» What you have to do
Within the records, find every line that includes the word "gray" and copy it.
[Opening Task input section]
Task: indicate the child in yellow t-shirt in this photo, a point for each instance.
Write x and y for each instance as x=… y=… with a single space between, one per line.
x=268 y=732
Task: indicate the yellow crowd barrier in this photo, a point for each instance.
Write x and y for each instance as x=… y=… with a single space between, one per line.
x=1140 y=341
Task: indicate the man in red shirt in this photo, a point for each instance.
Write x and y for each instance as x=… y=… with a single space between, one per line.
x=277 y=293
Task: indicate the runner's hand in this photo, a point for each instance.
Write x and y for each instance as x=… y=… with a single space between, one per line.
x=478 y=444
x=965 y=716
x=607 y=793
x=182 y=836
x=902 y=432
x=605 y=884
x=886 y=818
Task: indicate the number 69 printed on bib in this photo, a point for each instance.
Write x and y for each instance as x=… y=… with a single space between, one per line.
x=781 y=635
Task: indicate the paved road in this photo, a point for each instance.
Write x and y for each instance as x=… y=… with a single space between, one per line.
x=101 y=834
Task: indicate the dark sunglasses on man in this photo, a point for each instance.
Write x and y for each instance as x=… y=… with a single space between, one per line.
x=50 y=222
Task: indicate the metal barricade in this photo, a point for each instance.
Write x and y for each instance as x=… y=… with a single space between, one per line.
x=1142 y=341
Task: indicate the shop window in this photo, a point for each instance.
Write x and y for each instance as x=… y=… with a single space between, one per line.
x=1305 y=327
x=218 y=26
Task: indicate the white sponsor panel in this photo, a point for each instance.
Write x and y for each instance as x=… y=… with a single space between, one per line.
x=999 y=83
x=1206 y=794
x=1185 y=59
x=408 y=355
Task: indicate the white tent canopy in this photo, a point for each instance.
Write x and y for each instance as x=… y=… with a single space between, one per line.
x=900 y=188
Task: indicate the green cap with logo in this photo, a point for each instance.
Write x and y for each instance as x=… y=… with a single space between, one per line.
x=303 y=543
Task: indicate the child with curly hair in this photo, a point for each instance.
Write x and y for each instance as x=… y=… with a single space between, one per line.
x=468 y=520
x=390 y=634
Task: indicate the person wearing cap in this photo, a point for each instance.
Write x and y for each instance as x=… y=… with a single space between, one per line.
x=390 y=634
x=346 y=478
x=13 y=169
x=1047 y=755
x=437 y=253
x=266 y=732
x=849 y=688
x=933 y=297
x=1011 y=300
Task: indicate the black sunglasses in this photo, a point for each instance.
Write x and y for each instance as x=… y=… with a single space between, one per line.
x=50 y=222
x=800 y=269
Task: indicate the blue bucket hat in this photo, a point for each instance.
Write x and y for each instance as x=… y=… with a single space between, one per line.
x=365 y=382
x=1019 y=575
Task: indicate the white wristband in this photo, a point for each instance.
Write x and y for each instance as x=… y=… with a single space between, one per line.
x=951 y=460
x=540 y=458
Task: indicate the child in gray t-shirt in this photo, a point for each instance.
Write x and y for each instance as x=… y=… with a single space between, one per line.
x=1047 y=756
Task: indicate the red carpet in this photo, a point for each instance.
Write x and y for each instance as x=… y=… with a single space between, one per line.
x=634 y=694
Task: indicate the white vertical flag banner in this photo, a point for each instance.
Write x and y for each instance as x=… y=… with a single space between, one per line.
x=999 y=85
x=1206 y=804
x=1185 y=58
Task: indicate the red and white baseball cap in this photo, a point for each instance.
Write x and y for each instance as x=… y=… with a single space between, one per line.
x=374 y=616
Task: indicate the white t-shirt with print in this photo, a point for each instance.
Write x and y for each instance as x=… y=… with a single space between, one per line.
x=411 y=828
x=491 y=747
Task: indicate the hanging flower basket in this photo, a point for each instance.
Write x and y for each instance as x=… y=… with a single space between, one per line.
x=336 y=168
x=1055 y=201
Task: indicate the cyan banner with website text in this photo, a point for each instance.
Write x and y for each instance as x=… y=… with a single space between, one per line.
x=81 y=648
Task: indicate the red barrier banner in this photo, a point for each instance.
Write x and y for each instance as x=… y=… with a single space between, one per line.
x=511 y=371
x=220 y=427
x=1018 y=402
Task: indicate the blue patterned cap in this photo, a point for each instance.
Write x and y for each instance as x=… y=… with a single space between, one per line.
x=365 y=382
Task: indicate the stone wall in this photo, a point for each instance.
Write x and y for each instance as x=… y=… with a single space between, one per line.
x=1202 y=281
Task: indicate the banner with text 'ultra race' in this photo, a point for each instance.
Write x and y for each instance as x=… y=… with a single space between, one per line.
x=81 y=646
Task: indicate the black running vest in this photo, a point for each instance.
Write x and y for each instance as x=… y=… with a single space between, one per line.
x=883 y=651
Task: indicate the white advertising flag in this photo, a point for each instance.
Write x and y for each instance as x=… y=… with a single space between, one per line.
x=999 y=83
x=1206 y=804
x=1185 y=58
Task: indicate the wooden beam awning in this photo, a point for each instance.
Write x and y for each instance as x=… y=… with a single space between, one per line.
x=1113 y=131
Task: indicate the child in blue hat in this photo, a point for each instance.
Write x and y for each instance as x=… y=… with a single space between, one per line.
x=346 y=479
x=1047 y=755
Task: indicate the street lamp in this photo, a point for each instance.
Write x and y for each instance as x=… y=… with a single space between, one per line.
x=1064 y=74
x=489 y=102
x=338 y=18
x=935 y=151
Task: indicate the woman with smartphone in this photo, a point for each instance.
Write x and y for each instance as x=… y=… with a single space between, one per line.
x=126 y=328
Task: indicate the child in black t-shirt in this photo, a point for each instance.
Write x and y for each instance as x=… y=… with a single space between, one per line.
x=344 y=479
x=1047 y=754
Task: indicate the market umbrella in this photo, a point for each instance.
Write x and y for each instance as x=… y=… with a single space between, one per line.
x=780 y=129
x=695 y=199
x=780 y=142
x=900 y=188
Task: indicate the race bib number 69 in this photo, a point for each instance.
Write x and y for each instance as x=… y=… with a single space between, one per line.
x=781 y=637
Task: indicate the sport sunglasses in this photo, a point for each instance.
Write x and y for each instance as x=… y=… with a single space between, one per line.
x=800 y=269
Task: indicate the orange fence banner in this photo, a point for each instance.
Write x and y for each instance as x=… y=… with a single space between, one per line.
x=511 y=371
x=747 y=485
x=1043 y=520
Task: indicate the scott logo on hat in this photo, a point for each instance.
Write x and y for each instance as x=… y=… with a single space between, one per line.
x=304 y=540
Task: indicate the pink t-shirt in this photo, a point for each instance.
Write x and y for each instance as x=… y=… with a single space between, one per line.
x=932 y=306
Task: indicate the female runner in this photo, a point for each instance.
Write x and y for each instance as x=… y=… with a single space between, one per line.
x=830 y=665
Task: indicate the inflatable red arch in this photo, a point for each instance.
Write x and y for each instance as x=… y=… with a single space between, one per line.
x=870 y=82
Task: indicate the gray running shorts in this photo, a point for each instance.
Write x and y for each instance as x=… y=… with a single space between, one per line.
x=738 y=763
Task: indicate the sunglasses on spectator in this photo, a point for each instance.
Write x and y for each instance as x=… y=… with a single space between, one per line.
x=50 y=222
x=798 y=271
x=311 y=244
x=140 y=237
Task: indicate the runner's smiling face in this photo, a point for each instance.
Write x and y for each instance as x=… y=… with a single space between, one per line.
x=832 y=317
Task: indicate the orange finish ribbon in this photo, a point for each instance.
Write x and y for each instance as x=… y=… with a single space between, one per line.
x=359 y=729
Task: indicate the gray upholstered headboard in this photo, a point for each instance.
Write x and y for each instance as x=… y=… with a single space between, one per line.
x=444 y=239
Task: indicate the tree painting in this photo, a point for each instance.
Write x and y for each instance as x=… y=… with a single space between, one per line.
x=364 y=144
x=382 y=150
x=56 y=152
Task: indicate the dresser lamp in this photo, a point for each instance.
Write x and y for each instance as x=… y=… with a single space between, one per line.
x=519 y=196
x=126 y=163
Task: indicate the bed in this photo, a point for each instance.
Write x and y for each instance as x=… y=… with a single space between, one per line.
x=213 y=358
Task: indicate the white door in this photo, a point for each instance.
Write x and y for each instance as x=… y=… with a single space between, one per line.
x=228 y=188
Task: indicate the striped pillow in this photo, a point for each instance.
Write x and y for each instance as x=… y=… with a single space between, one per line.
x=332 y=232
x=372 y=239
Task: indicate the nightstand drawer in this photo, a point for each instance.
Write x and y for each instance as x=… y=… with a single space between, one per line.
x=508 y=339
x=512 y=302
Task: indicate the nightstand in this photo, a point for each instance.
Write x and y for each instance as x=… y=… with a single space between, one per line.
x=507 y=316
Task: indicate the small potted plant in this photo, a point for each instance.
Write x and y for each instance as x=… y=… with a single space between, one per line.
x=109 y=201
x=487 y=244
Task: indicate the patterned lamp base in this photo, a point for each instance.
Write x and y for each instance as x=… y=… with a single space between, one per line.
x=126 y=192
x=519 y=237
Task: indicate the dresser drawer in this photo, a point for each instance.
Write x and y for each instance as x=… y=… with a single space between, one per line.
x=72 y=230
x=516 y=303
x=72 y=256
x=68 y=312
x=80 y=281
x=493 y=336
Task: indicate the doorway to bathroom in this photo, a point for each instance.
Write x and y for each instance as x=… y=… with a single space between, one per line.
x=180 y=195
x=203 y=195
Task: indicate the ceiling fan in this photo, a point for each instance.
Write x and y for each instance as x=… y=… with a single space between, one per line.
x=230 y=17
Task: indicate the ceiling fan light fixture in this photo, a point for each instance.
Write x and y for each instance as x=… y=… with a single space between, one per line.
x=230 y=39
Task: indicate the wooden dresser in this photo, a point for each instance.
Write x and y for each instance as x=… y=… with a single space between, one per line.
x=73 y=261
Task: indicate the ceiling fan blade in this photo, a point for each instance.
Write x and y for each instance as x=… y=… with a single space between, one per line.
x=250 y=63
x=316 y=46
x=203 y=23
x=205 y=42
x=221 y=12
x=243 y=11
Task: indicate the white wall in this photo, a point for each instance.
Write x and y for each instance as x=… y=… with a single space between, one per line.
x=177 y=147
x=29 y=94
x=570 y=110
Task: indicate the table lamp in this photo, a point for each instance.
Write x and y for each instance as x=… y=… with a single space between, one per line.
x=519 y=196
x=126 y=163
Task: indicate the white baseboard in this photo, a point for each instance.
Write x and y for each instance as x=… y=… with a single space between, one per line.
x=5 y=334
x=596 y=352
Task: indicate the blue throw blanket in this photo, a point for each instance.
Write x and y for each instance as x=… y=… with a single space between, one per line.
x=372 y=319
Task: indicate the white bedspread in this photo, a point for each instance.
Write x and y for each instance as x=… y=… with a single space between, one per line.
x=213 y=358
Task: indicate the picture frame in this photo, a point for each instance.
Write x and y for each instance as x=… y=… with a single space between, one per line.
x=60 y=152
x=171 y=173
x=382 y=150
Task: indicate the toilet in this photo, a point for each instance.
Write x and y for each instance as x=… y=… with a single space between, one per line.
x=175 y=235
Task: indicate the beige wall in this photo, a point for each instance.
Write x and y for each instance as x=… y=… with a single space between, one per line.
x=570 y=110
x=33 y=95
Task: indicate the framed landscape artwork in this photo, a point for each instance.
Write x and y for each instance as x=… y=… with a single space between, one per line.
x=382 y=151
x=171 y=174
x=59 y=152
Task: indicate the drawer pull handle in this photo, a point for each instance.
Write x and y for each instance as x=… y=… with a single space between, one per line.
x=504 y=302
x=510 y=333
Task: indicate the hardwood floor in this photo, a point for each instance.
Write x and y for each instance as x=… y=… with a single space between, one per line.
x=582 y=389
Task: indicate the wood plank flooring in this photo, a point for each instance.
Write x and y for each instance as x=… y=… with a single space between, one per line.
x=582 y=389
[Closing Task input section]
» Response to the task
Task: indicate the child in gray t-shirt in this photo, a point for each instance.
Task: indicate the gray running shorts in this photo, a point for each instance.
Task: indicate the gray upholstered headboard in this photo, a point for each instance.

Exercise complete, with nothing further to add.